Without the images, output each record below as it stands.

__The data__
# # # # #

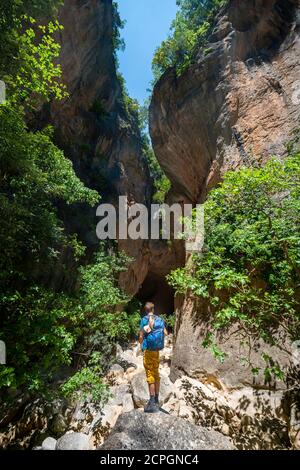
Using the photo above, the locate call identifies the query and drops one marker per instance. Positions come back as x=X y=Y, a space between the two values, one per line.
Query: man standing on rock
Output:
x=152 y=339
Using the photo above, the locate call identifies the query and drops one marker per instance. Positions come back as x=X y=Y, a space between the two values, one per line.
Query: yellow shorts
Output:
x=151 y=364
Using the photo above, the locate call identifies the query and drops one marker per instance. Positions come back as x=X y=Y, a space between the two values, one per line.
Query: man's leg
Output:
x=157 y=378
x=149 y=364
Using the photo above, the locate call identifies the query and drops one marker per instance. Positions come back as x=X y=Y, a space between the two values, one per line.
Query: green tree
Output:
x=189 y=32
x=249 y=271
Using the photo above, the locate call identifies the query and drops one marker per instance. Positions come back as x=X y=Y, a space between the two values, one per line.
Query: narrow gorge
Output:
x=234 y=106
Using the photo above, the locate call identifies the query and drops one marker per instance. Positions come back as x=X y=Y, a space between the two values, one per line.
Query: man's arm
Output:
x=141 y=336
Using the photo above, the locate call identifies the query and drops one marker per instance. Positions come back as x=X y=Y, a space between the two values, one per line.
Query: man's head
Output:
x=149 y=308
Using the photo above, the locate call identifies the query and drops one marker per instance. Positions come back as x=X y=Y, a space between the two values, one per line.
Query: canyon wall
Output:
x=100 y=135
x=235 y=105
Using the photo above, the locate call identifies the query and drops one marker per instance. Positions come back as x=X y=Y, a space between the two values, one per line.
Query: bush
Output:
x=249 y=271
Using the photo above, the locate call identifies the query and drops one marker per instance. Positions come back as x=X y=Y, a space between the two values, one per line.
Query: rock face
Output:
x=238 y=103
x=98 y=133
x=140 y=431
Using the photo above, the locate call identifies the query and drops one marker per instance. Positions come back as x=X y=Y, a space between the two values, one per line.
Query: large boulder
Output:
x=73 y=441
x=140 y=390
x=159 y=431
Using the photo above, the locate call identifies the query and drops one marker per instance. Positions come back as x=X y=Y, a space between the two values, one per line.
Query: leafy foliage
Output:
x=249 y=270
x=189 y=32
x=43 y=326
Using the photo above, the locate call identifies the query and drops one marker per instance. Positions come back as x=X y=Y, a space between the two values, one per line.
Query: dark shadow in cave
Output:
x=156 y=289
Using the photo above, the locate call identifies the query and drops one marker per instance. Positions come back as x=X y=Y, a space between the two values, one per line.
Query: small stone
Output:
x=49 y=444
x=73 y=441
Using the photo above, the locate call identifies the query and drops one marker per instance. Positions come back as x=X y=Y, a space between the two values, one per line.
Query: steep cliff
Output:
x=236 y=105
x=98 y=132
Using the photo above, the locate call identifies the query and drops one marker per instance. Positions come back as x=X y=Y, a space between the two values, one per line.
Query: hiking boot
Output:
x=152 y=406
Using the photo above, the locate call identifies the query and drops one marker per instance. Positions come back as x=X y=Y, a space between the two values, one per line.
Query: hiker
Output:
x=152 y=338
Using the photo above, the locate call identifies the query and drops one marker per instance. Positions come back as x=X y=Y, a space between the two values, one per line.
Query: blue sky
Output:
x=147 y=25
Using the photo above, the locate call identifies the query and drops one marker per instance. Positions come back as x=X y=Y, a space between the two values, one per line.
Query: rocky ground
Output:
x=204 y=415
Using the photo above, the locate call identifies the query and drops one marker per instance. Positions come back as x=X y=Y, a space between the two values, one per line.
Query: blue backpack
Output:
x=155 y=340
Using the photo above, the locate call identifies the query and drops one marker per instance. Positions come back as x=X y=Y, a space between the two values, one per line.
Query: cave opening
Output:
x=156 y=289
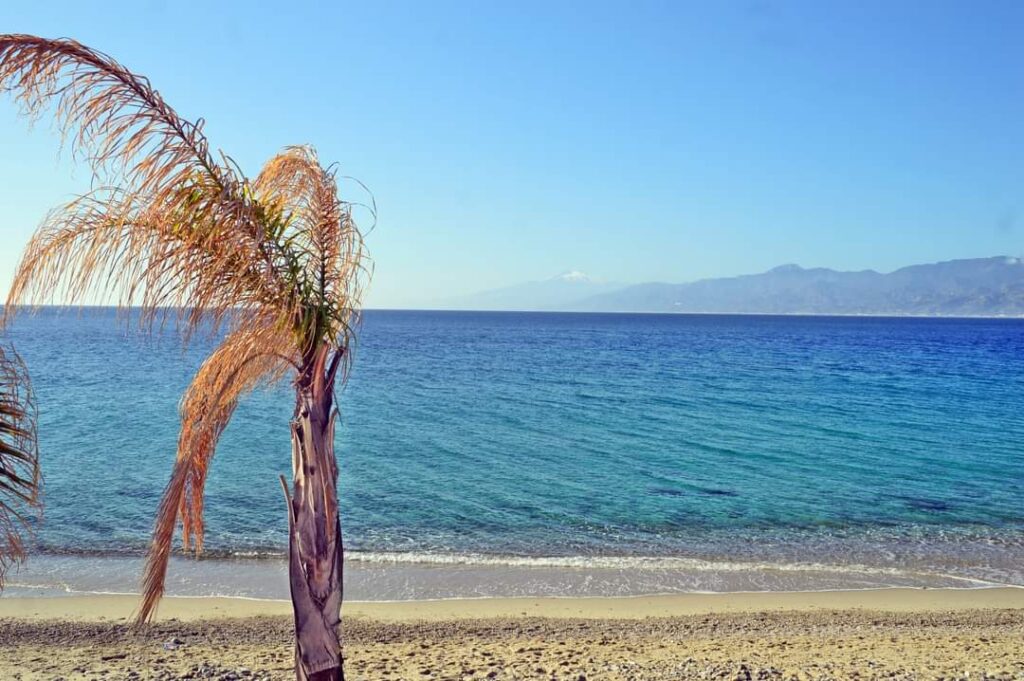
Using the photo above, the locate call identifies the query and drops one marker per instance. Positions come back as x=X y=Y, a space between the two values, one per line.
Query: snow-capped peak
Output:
x=573 y=275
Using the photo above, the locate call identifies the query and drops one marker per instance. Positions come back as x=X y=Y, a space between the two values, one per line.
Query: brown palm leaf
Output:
x=19 y=480
x=244 y=360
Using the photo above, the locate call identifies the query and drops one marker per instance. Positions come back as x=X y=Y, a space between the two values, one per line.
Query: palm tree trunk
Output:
x=314 y=556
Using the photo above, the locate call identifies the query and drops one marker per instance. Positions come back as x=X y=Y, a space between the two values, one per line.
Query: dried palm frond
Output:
x=246 y=359
x=171 y=229
x=19 y=480
x=320 y=230
x=165 y=177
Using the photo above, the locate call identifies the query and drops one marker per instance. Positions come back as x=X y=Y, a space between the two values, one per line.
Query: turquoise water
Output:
x=744 y=452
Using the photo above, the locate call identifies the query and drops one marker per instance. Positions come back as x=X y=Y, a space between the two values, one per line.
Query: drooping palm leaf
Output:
x=170 y=226
x=19 y=480
x=244 y=360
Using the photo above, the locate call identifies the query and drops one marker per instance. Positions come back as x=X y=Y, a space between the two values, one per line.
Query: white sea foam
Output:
x=625 y=563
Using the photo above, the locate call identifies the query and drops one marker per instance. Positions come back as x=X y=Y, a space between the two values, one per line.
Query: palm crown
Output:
x=274 y=263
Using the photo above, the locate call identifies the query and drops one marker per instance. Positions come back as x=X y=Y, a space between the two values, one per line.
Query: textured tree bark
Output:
x=314 y=557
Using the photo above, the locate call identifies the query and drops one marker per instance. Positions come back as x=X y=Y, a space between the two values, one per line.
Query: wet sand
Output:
x=903 y=634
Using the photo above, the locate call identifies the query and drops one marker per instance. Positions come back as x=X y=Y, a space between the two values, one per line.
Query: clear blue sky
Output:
x=635 y=141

# # # # #

__Final answer__
Using the photo above, the locate call identifies the query and drops one marker per instance. Positions come back as x=X y=Y, a space between the two values, one per line.
Query: man standing on rock
Output:
x=152 y=339
Using the photo above, the locate call identifies the query and drops one marker per instance. Positions come back as x=X y=Y, a space between the two values, one per line.
Query: yellow shorts
Output:
x=151 y=364
Using the photo above, the locate call identifies the query and drops one marker per instance. Positions come back as x=X y=Y, a space between the two values, one per line.
Query: man's leg
Output:
x=157 y=378
x=149 y=364
Using the photo above, the locate call identifies the query and drops one marker per instance. Positions come back as x=X y=Y, a space between the two values, one per line.
Query: green tree
Output:
x=189 y=32
x=249 y=271
Using the photo above, the locate call identifies the query and drops one marker per instance. Positions come back as x=X y=Y, a space between the two values, one per line.
Query: narrow gorge
Output:
x=234 y=106
Using the photo above, the locate call identifies the query and drops one marker per instance. Positions come back as x=X y=Y, a space between the two values, one per line.
Query: man's arm
Output:
x=141 y=336
Using the photo above, the locate call identifies the query and drops one marker per instance. Positions come back as x=X y=Y, a space between the two values, one per line.
Query: man's head
Output:
x=149 y=308
Using the photo above, the locate call identifies the query and drops one marker per instance. Positions come back as x=X y=Y, a space between the two values, one per line.
Query: canyon wall
Output:
x=100 y=135
x=235 y=105
Using the photo above, the locate call identifies the query and drops one marker per instance. Positions come back as x=X y=Y, a space between the two values, one per line.
Query: bush
Output:
x=249 y=271
Using the photo above, the locate call identifies the query and drops one marker per instance. Positions come back as x=X y=Y, a space between the two values, one per line.
Query: rock face
Output:
x=238 y=103
x=98 y=133
x=140 y=431
Using the photo above, the locate call identifies the query and drops one marker per instance. Positions come back as x=X y=Y, a space between the two values, one per line.
Query: large boulder
Output:
x=73 y=441
x=140 y=390
x=159 y=431
Using the photo above, the locate call identifies the query and drops one marker per instance. Positions come back as x=X y=Y, a space between the two values, one per line.
Query: leafy foliage
Output:
x=249 y=270
x=189 y=32
x=43 y=326
Using the photo above, the locate call identifies the query and drops one marker per instance. Positions come back as x=X y=Y, a space between the two values, one per line.
Query: dark shadow in cave
Output:
x=156 y=289
Using the photo above, the locate call identifies the query and drops one marker per instance. Positions come back as x=X y=Y, a space between the two values, one per line.
Query: small stone
Output:
x=49 y=444
x=73 y=441
Using the photo above, the locate call identifies the query and drops one marker per instance. Positions come back as x=X y=Y, a space between the two values, one per line.
Query: steep cliff
Output:
x=236 y=105
x=98 y=132
Using the photo above, the locate call identifies the query and drops one marker per instance. Positions come back as x=X y=Y, a space between the two values, one per line.
Query: hiking boot
Output:
x=152 y=406
Using the photo above, the locate call identifies the query and drops one marker per instance. Positions come back as x=X y=Y, a space between the two values, one per line.
Query: hiker
Output:
x=152 y=338
Using the photo above, the locate call identifies the query and drops one marker per instance. Positions come back as x=X y=Y, a space between the two values, one per line.
Query: blue sky
Output:
x=147 y=25
Using the photo above, the locate call identifies the query and drops one marker per instance. Positions come back as x=X y=Y, a space between the two values, one per line.
Query: rocky ground
Output:
x=204 y=415
Using the photo above, the locate call identifies the query and drops one marker per instance. Positions come back as x=X y=Y, a space between the two values, one per line.
Query: blue backpack
Output:
x=155 y=340
Using the photo above, the locate call identifies the query and drops one marker per instance. Positions come back as x=X y=Y, a space between the two values, one per line.
Query: cave opening
Output:
x=156 y=289
Using the photo above, the locate call identifies the query and drops one marker per instance. Positions come back as x=X y=Y, a space between the two values, one per line.
Query: snow-capped peak
Output:
x=573 y=275
Using the photo above, the locate call identifies the query and drops one marker per instance. Positions come back as x=X y=Y, a space between the two values, one per line.
Query: brown palm leaf
Output:
x=19 y=480
x=244 y=360
Using the photo above, the locate call identifies the query and drops one marker per instance. Positions come back as x=X y=Y, a space between the two values, one per line.
Query: palm tree trunk
Output:
x=314 y=556
Using the photo above, the locate call identifies the query and drops one marker per instance. Positions come back as x=X y=Y, a space between the two values, one per line.
Query: dried palm frond
Output:
x=246 y=359
x=171 y=229
x=19 y=480
x=320 y=230
x=165 y=177
Using the photo above, the locate call identifies the query and drops one marker per instance. Positions come back as x=X y=Y, a space between the two values, one per line.
Query: turquoise water
Output:
x=744 y=452
Using the photo above, the locate call identifies the query and drops one marker per instance. Positions come back as x=X y=Y, a space between the two values, one per line.
Query: drooping palm leaf
Output:
x=170 y=226
x=19 y=480
x=244 y=360
Using the photo above, the locate call identifies the query and drops one marker per instance. Positions come back as x=X y=Y, a space between the two values, one per line.
Query: white sea foam
Output:
x=625 y=563
Using the photo above, the locate call identifies the query and drops one marker per instance. Positions come back as x=X y=Y, a space between the two values, one per line.
Query: palm crown
Output:
x=274 y=263
Using the photo above, the locate call identifies the query and drops one marker per instance. Positions come back as x=X y=Y, a space between the two values, one per line.
Query: textured tree bark
Output:
x=314 y=557
Using the photo above, the locate call identifies the query and drops one marker per instance. Positions come back as x=X y=Y, a space between the two values, one per line.
Query: wet sand
Output:
x=903 y=634
Using the photo above, the locate call identifies the query and drops one marker per instance. Positions come back as x=X y=Y, a space between the two values, one per line.
Query: clear blue sky
Output:
x=635 y=141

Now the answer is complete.